## WORK TO DO
From the text on approximating moments for uncertainty quantification, print word for word the passage that opens with "A field that" and closes with "one alternative [5].".

Abstract
We present a framework for the distributed approximation of moments, enabling the evaluation of the uncertainty in a dynamical system. The first and second moment, mean, and variance are computed with up to third-order Taylor series expansion. The required derivatives for the expansion are generated automatically by automatic differentiation and propagated through an implicit time stepper. The computational kernels are the accumulation of the derivatives (Jacobian, Hessian, tensor) and the covariance matrix. We apply distributed parallelism to the Hessian or third-order tensor, and the user merely has to provide a function for the differential equation, thus achieving similar ease of use as Monte Carlo-based methods. We demonstrate our approach using with benchmarks on Theta, a KNL-based system at the Argonne Leadership Computing Facility.
You have full access to this open access chapter, Download conference paper PDF
1 Introduction
Mathematical models are an approximation of real life systems and their validity resides in how well the outputs of the model agree with measured data. Often, the input or parameters of the model are uncertain because data is unavailable or inaccurate; for these cases, one typically performs an uncertainty quantification (UQ) analysis to determine how much the outputs vary with the input parameters of the model. The uncertainty in the outputs can be quantified as a range of values, but also as a probability distribution function (pdf). Several methods, for example Monte Carlo computation and polynomial chaos, try to solve the problem of computing the probability distribution of the output given parameters defined as pdf’s.
A field that has experienced renewed interest in these techniques is energy systems engineering. The electrical power grid with the adoption of renewable energy has tied its behavior to stochastic weather fluctuations requiring the use of UQ techniques to predict its performance. However, the scale of these problems is such that conventional methods are not satisfactory from a computational point of view. Monte Carlo methods can be thought of as the first-line tools for UQ; with sufficient sampling they are able to quantify the uncertainty regardless of the input distribution or the nonlinearities of the system. However, Monte Carlo methods suffer from slow convergence, which has led to the search for alternative approximations [8]. Recently, the method of moments sparked new interest as one alternative [5].

## DATASET EXCERPT

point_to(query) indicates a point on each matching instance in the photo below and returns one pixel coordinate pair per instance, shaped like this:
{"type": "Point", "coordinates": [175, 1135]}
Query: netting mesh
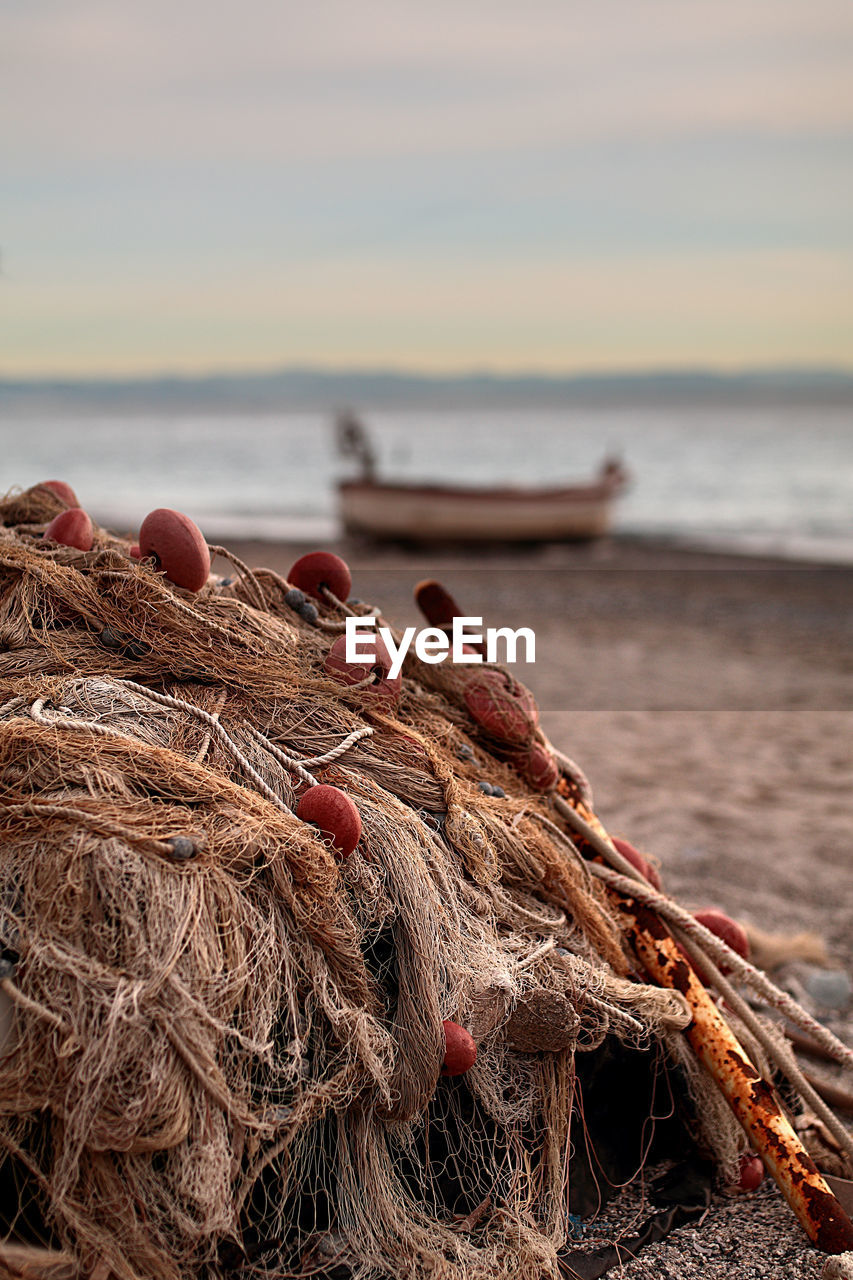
{"type": "Point", "coordinates": [229, 1063]}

## COMPLETE ANSWER
A field that has experienced renewed interest in these techniques is energy systems engineering. The electrical power grid with the adoption of renewable energy has tied its behavior to stochastic weather fluctuations requiring the use of UQ techniques to predict its performance. However, the scale of these problems is such that conventional methods are not satisfactory from a computational point of view. Monte Carlo methods can be thought of as the first-line tools for UQ; with sufficient sampling they are able to quantify the uncertainty regardless of the input distribution or the nonlinearities of the system. However, Monte Carlo methods suffer from slow convergence, which has led to the search for alternative approximations [8]. Recently, the method of moments sparked new interest as one alternative [5].